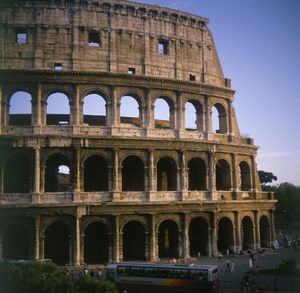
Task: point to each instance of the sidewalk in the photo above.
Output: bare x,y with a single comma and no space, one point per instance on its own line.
232,281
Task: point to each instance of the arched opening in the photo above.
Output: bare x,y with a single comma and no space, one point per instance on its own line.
130,111
166,174
94,110
134,242
225,235
197,174
163,113
20,109
264,228
198,235
57,243
15,243
57,174
133,174
58,109
95,174
247,233
219,118
223,175
245,176
168,240
193,115
17,174
96,243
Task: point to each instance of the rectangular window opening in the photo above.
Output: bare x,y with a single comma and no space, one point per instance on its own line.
162,47
58,66
192,77
21,37
94,39
131,70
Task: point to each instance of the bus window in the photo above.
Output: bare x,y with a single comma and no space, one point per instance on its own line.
199,274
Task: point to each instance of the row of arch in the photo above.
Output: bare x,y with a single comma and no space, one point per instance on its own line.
95,112
58,174
97,240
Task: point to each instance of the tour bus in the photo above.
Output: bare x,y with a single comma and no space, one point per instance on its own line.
134,277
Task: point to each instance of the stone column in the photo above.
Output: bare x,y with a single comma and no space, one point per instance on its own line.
42,178
5,112
1,178
257,230
183,177
212,175
143,115
110,247
1,248
42,245
81,260
153,239
150,172
117,239
115,113
237,227
1,108
112,51
150,110
76,108
77,175
186,240
214,234
77,242
230,113
273,233
180,114
208,122
71,252
38,109
37,170
116,191
173,117
253,174
37,238
235,173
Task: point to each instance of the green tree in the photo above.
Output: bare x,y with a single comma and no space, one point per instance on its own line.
265,178
46,278
288,196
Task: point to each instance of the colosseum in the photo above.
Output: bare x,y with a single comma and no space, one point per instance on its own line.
83,183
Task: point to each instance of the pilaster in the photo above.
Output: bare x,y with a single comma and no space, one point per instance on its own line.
237,227
257,230
117,239
37,238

------------------------------------------------------------------------

### What is required
I'd like the material duplicated exactly, without its pictures.

### Exercise answer
Task: point to each instance of the sidewalk in the photo above.
Output: bare x,y with a single comma and no space, one point per instance on its own line.
232,281
Task: point to each instance of the arched opening in the photo above.
Output: bare x,y with a single comma and no space, one point per instance on its own line.
130,111
166,174
94,110
134,242
225,235
197,174
163,113
20,109
264,228
198,235
57,243
15,243
57,174
133,174
58,109
95,174
247,233
219,118
223,175
245,176
168,240
193,115
17,174
96,243
Task: point to each instance of the rectangular window opening in the photo above.
Output: bare x,y with a single comma and no space, one point per instance on its own line.
162,47
58,66
192,77
21,37
94,39
131,70
Task: point to each instance of the bus window in the photo above.
Output: bare x,y with a single comma and no space, one point per instance on its own line.
199,274
Task: point to each instance of the row of arch in the photo above.
Output: bare x,y with a single comma and no space, one point per instance on its own line.
95,112
58,174
97,240
Task: point to each instance of the tour bus in the photo above.
Output: bare x,y with a single comma and no space, one point per instance on its own line.
134,277
Task: point to each instance of the stone column in the photo above.
Output: bare x,y with a single comma and no space, one point per instance on its own line.
42,178
5,112
1,178
257,230
183,177
212,175
143,115
110,247
1,248
42,245
81,260
153,239
150,172
117,239
115,113
237,227
1,108
112,51
150,110
76,108
77,175
186,240
214,234
77,242
230,113
273,233
180,114
208,122
71,252
38,109
37,170
116,191
173,117
253,174
37,238
235,173
Task: point to each instance of the green tree in the photo above.
Output: bare x,y with a single comma and no space, one point per instance on its own line.
265,178
46,278
288,196
Task: point to each instance of the colosseum in the photo above.
Output: bare x,y with a single comma and no space, one point per instance on its own line.
83,183
Task: point to each instance of the pilaster in the photo above.
Output: bare x,y with a single comma and no space, one point per instance on its own line.
237,227
257,230
117,239
37,238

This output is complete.